■ **Directions**:
Please transcribe the following records without any change.

■ **Entries on locating named items**:
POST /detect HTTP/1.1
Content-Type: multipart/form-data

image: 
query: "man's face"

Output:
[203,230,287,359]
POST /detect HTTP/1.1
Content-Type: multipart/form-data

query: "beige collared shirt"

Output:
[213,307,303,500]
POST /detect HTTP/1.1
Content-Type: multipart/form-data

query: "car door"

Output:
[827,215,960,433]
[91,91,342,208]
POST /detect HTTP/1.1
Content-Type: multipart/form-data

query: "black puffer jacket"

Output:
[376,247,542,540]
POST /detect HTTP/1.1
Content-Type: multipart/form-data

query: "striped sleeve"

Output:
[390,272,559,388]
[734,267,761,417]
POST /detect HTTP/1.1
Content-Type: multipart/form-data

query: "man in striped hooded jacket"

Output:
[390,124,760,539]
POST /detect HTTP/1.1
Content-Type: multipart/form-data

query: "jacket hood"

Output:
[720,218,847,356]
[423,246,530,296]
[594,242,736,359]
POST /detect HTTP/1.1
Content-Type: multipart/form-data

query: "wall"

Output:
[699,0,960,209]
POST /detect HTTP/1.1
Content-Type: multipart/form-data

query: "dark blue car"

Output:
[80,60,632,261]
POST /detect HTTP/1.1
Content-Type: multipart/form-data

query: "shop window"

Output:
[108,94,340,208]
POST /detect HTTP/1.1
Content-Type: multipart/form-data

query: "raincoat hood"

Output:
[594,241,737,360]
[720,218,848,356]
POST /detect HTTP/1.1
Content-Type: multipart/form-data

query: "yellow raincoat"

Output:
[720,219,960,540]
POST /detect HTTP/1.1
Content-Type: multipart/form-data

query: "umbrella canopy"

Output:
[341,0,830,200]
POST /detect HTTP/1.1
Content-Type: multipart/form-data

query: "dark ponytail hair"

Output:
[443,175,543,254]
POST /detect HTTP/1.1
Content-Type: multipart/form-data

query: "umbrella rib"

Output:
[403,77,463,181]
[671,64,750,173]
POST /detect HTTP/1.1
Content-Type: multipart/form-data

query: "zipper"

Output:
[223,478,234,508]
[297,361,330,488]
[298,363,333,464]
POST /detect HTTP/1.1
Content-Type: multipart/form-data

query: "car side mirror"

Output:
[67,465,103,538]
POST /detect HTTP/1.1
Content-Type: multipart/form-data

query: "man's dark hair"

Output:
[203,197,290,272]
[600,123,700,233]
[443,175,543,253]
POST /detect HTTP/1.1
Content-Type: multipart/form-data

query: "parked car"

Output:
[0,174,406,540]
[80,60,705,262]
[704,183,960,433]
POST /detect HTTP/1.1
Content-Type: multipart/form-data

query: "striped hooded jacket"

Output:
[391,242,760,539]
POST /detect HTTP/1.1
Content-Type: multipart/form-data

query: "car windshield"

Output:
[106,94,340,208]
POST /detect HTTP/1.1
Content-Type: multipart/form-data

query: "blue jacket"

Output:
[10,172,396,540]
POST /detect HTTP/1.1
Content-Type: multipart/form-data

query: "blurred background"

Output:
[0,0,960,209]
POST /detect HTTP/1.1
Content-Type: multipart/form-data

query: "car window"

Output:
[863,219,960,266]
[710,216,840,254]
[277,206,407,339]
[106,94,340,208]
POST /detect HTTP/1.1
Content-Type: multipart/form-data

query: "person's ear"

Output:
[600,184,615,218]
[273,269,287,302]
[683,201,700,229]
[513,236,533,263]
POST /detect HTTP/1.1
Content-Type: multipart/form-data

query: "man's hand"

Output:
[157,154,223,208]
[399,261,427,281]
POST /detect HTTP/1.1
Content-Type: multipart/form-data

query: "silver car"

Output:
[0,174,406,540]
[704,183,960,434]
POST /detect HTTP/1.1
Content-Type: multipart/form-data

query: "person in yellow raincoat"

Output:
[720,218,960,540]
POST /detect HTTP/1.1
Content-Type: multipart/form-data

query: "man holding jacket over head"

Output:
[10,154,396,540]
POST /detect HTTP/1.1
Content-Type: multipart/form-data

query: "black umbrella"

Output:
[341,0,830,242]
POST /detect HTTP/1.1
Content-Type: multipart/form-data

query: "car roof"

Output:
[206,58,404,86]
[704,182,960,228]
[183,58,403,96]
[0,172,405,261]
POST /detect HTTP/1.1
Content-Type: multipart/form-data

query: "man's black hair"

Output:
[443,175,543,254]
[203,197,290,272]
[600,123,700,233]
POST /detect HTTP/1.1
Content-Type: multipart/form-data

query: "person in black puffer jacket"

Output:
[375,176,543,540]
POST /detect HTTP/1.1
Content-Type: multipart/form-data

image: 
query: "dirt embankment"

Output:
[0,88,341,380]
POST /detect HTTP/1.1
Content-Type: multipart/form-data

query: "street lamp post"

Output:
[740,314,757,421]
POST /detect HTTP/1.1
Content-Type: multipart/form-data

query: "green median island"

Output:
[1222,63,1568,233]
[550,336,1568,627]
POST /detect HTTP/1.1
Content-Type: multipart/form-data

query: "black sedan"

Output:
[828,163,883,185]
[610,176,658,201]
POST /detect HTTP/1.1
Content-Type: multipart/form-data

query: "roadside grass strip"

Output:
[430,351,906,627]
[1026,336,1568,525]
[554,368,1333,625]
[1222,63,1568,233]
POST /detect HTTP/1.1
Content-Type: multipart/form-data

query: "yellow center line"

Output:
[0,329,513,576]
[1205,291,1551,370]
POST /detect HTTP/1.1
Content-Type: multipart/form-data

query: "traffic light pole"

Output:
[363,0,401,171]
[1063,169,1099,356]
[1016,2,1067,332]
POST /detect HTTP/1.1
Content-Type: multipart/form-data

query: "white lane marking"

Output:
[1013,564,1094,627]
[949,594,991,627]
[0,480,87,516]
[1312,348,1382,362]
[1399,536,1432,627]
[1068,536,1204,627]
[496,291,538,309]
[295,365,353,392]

■ **Solution to this exercise**:
POST /detect HTTP/1.1
Content-Type: multipart/form-data

image: 
query: "man's face"

Output:
[203,230,287,359]
POST /detect HTTP/1.1
Content-Type: multipart/form-data

query: "beige collared shirt"

Output:
[213,307,303,500]
POST /detect HTTP/1.1
Content-Type: multipart/form-data

query: "car door"

Output:
[827,215,960,433]
[91,91,342,208]
POST /detect HTTP/1.1
Content-Type: multipart/form-data

query: "black puffer jacket"

Output:
[376,247,542,540]
POST /detect HTTP/1.1
Content-Type: multipart/form-data

query: "striped sleeve"

Output:
[390,272,559,388]
[734,267,761,417]
POST /detect HTTP/1.1
Content-Type: multipart/form-data

query: "man in striped hooded jacket"

Output:
[390,124,760,539]
POST /detect HTTP/1.1
Content-Type: multipart/form-data

query: "jacket hood"

Output:
[720,218,847,356]
[423,246,530,296]
[594,242,736,359]
POST /detect HTTP/1.1
Content-Type: multipart/form-data

query: "wall"

Output:
[699,0,960,209]
POST /detect HTTP/1.1
Content-Type: multipart/form-data

query: "dark blue car"

Output:
[80,60,632,261]
POST /detect HTTP/1.1
Content-Type: multipart/form-data

query: "shop window"

Output:
[108,94,340,208]
POST /detect HTTP/1.1
Content-Type: multipart/form-data

query: "raincoat hood"

Output:
[594,241,737,360]
[720,218,848,356]
POST /detect HTTP/1.1
Content-Type: multipart/form-data

query: "yellow raincoat"

Output:
[720,219,960,540]
POST /detect HTTP/1.1
Content-Type: multipart/form-data

query: "umbrella canopy"

Output:
[341,0,830,200]
POST /detect HTTP/1.1
Content-Type: multipart/form-data

query: "dark ponytail hair"

Output:
[443,175,543,254]
POST /detect HTTP/1.1
Content-Type: multipart/form-data

query: "umbrella rib"

Output:
[403,77,463,181]
[671,64,750,173]
POST /detect HTTP/1.1
Content-Type: multipart/form-data

query: "zipper"

Output:
[223,478,234,508]
[297,361,330,488]
[298,363,333,464]
POST /detect HTTP/1.1
Content-Type: multipart/form-data

query: "car side mirror"

Output:
[67,465,103,538]
POST /detect HTTP/1.1
Content-Type: multipart/form-data

query: "man's dark hair"

Output:
[203,197,290,272]
[600,123,700,233]
[443,175,543,253]
POST /detect HTTP/1.1
Content-Type: multipart/form-data

query: "parked car"

Output:
[0,174,406,540]
[80,60,705,262]
[704,183,960,433]
POST /detect HTTP/1.1
Content-Type: multipart/form-data

query: "striped hooded jacket"

Output:
[391,242,760,539]
POST /detect HTTP/1.1
Content-Type: multipart/form-data

query: "car windshield"

Output:
[106,94,340,208]
POST /detect HTTP/1.1
Content-Type: multipart/form-data

query: "blue jacket"

Output:
[10,172,396,540]
POST /detect HTTP/1.1
Content-Type: multipart/form-data

query: "blurred background"

Output:
[0,0,960,209]
POST /detect HTTP/1.1
Content-Type: multipart/form-data

query: "car window"

Output:
[863,219,960,266]
[710,216,840,254]
[277,206,407,339]
[106,94,340,208]
POST /detect HTTP/1.1
Content-Type: multipart/form-data

query: "person's ear"

Output:
[600,184,615,218]
[273,269,287,302]
[683,201,700,229]
[513,236,533,263]
POST /detect HTTP/1.1
Content-Type: multipart/form-data

query: "man's hand"

Output:
[157,154,223,208]
[399,261,427,281]
POST /detect HTTP/1.1
Content-Type: multipart/form-data

query: "silver car"

Output:
[0,174,406,540]
[704,183,960,434]
POST /detect HTTP/1.1
Content-Type: multipart/form-data

query: "person in yellow raincoat"

Output:
[720,218,960,540]
POST /detect HTTP/1.1
Content-Type: multipart/form-data

query: "man holding jacket over head"

Output:
[10,154,396,540]
POST /detect HTTP/1.1
Content-Type: multipart/form-data

query: "black umbrella"

Output:
[341,0,830,242]
POST /detect HTTP/1.1
Content-Type: multipart/form-data

query: "car roof"

Output:
[206,58,404,86]
[704,182,960,228]
[183,58,403,96]
[0,172,405,261]
POST /detect HTTP/1.1
Content-Type: multipart/form-data

query: "man's black hair"

Output:
[443,175,543,254]
[203,197,290,272]
[600,123,700,233]
POST /detect HTTP/1.1
Content-Type: multipart/form-data

query: "person in black puffer jacket"

Output:
[375,176,543,540]
POST /detect HTTP/1.1
Content-Type: multipart/form-data

image: 
query: "dirt embankment"

Output:
[0,88,341,380]
POST /detect HTTP/1.1
Content-Type: multipart/form-data

query: "street lamp post"

Output:
[740,314,757,421]
POST /detect HTTP/1.1
Content-Type: multipart/form-data

query: "green median island"

Output:
[1222,63,1568,233]
[550,336,1568,627]
POST /detect HTTP/1.1
Content-Type: multipart/form-data

query: "black sedan"

Output:
[828,163,883,185]
[610,176,658,201]
POST /detect HTTP/1.1
Content-Type: multipart/form-data

query: "roadside grass strip"

Output:
[430,351,906,627]
[1026,336,1568,525]
[554,368,1333,625]
[1222,63,1568,233]
POST /detect HTTP/1.1
Content-Type: multipart/form-data

query: "yellow center line"

Output:
[0,329,513,576]
[1205,291,1551,370]
POST /detect HTTP/1.1
Content-Type: multipart/form-data

query: "traffic light pole"

Output:
[363,0,401,171]
[1063,169,1099,356]
[1016,2,1067,332]
POST /detect HTTP/1.1
Content-Type: multipart/form-data

query: "white lane marking"

Output:
[1013,564,1094,627]
[949,594,991,627]
[0,480,87,516]
[1312,348,1382,362]
[1399,536,1432,627]
[1068,536,1204,627]
[496,291,538,309]
[295,365,353,392]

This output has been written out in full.